Your instructions
Could you repeat, word for word, every line from the one containing "point(78, 129)" through the final line of the records below, and nothing else?

[Raw data]

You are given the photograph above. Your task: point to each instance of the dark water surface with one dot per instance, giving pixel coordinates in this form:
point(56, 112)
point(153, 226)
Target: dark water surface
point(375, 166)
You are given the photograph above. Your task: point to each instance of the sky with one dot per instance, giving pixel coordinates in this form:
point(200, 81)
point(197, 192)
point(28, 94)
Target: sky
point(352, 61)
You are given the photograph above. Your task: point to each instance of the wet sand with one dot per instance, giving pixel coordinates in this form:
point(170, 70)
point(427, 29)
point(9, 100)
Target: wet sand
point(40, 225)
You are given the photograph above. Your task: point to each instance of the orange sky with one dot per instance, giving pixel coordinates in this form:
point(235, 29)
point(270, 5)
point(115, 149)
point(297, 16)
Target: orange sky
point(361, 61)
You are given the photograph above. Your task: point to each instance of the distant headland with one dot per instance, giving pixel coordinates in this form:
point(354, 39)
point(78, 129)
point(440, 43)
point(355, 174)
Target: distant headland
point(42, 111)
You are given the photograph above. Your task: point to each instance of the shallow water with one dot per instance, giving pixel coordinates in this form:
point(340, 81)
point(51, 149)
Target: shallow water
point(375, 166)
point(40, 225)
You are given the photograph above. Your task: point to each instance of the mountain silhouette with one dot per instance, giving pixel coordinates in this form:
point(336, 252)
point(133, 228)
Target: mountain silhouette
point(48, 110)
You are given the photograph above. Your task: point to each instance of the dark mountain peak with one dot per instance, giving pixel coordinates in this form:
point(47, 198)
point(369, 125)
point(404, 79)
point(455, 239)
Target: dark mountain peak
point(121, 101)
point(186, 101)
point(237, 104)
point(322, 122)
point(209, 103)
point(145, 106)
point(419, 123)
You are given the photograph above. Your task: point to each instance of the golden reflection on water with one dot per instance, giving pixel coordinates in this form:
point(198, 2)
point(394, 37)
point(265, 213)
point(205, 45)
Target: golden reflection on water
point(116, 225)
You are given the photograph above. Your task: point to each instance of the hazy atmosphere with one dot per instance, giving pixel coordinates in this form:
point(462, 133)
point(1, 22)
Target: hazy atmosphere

[/Raw data]

Answer for the task
point(78, 129)
point(440, 43)
point(355, 174)
Target: distant headland
point(42, 111)
You are given the photograph above. Your task: point to each instance of the shallow water with one dot per instance, giving pixel coordinates in this form:
point(340, 81)
point(51, 149)
Target: shallow water
point(375, 166)
point(40, 225)
You are given the photograph above. Your task: point to each instance of the mountain silhouette with one dot per instance, giving pixel coordinates in this form:
point(336, 252)
point(133, 228)
Target: mountain silhouette
point(48, 110)
You are given the photograph above. Your task: point to each instance of the dark mountain peak with one dot per instance, giving pixel coordinates in this form:
point(47, 198)
point(369, 125)
point(404, 79)
point(455, 239)
Target: dark mountain peak
point(121, 101)
point(186, 101)
point(237, 104)
point(322, 122)
point(209, 103)
point(145, 106)
point(419, 123)
You are given the photograph above. Your task: point to each instance of the golden reflection on water with one dot per instance, giving pixel coordinates in this form:
point(198, 2)
point(394, 37)
point(265, 213)
point(205, 45)
Target: golden reflection on water
point(116, 225)
You are given the photograph above. Your task: point to each instance of the hazy atmosphere with one dot per instance, giving pixel coordinates in this form:
point(462, 133)
point(1, 22)
Target: hazy atmosphere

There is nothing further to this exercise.